What is needed:
Transcribe word for word everything from "im a 21 year" down to "on with them." in the forum thread on dating with a chronic illness.

Page text:
══════════════════════════════
Recently found this article about a dating site catered to folks suffering from chronic illness: http://www.msnbc.msn.com/id/35247848/ns/he...alth/?gt1=43001.


----------



## rockingirl

Kelthink said:


> Might be worth starting a group on facebook, see how far you can take it.I'm too lazy to do that sort of thing, of course


I don't know if facebook would be the best forum. I think a lot of us try to keep quite about this. Or at least I do!Good to know I'm not the only one with this problem (well not good, it would be good if none of us had to worry about this). I'm a 24 year old female. I always seem to get asked out by guys who are big partiers and are always going out. I know right away that we'll be incompatible and I always turn them down. I think maybe if I could find a guy who was more of a homebody it might work. So far no luck though. In my three years of having this I've pretty much removed myself from the dating scene.


----------



## fedup123

claire_louise said:


> I'm really glad you've managed to find someone who's so fantastic about your illness. The problem for me, however, was that I was with my boyfriend for four years _before_ my symptoms began, and when they did it completely changed our relationship. We couldn't have a normal relationship because 9 days out of 10 I can barely leave the house. I also believe that having a chronic illness changes you as a person and my partner just couldn't deal with it. So if I was to meet someone now it would have to be someone who truly understands what I'm going through, and the only people who can really do that are those in the same or a similar position.So I say, let's go for it!


the same happened to me I went from being fun and exciting and wanting to go out and do new things all the time to becoming a social recluse and just wanting to stay in bed slobbing around in my tracksuits all day because my stomach hurt so much


----------



## puzzel

im a 21 year old female and i agree that it would be amazing to meet a guy with ibs who would be able to understand me and respect me for who i am. im just worried about one thing. this might sound ridiculous, but is ibs genetic? i wouldnt want any future children i might have to start with such a low chance at a healthy life.


----------



## Guest

It should be open to anyone,that way there would be a higher joining rate and it would get more circulation and then have the potential to bring in people who like a person for who they are and not what's going on with them.


----------



## SimplifyMyLife81

Hello Everyone. I am a 28 year old female and have been suffering with IBS for as long as I can remember. I have been reading many of your posts and it's so sad to read. I have a similar problem. I stayed in a very unhealthy relationship for 5 years because I was afraid to start over with someone new. I am terrified of going on dates with guys or sleeping over their houses because I may have to go to the bathroom!! It is mortifying to me and it prevents me from really putting myself out there. Sometimes I get pains in my stomach and have to get to the bathroom immediately.... What do you say to a guy you just met when that happens? I'm sure the majority of guys would be so turned off if you had diarrhea on the first date. Usually I don't even want them to pick me up for fear that I'm gonna need a bathroom on the way! It's awful. I find myself worrying if I will have to go to the bathroom before I go anywhere and usually the worrying leads to stomachaches. I would eat Immodium like candy before dates. My doctor just put me on Librax, but I am afraid to start it because I don't want to feel funny from it. I decided to "fire" this GI doc because she wanted to send me for a colonoscopy and I was too scared to get one!! I have never been tested for celiac or lactose intolerance and can't really pinpoint the cause of my IBS besides stress and anxiety. Sometimes I actually get jealous of my friends when they say they went on dates or to parties without the worry of stomach problems!! My problem has never been that I am not a social person. I am very outgoing and love to go out and have a good time, it's just that my condition prevents me from being the fun and outgoing person I really am. Not to mention, I have anxiety on top of it all!! Aren't I lucky!So all in all, I guess these are my questions:What do you do if you have to go to the bathroom when you first start dating a guy?From all the guys out there, would you be turned off if on your first date your date got diarrhea?Has anyone tried Librax? If so, what can I expect and can I drink with it?I appreciate any feedback anyone has.
══════════════════════════════
Input data:
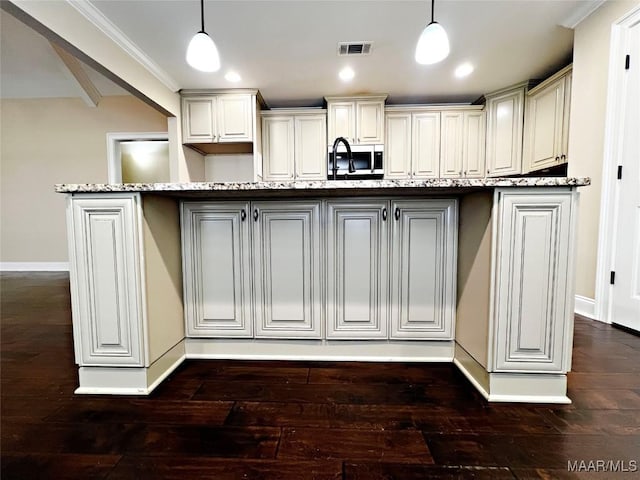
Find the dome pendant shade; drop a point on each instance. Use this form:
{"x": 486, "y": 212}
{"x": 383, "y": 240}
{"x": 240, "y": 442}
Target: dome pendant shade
{"x": 433, "y": 45}
{"x": 202, "y": 53}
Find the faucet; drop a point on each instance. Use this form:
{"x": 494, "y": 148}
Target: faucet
{"x": 352, "y": 167}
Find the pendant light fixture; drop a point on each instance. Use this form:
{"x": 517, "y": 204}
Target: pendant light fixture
{"x": 433, "y": 44}
{"x": 202, "y": 53}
══════════════════════════════
Your solution:
im a 21 year old female and i agree that it would be amazing to meet a guy with ibs who would be able to understand me and respect me for who i am. im just worried about one thing. this might sound ridiculous, but is ibs genetic? i wouldnt want any future children i might have to start with such a low chance at a healthy life.


----------



## Guest

It should be open to anyone,that way there would be a higher joining rate and it would get more circulation and then have the potential to bring in people who like a person for who they are and not what's going on with them.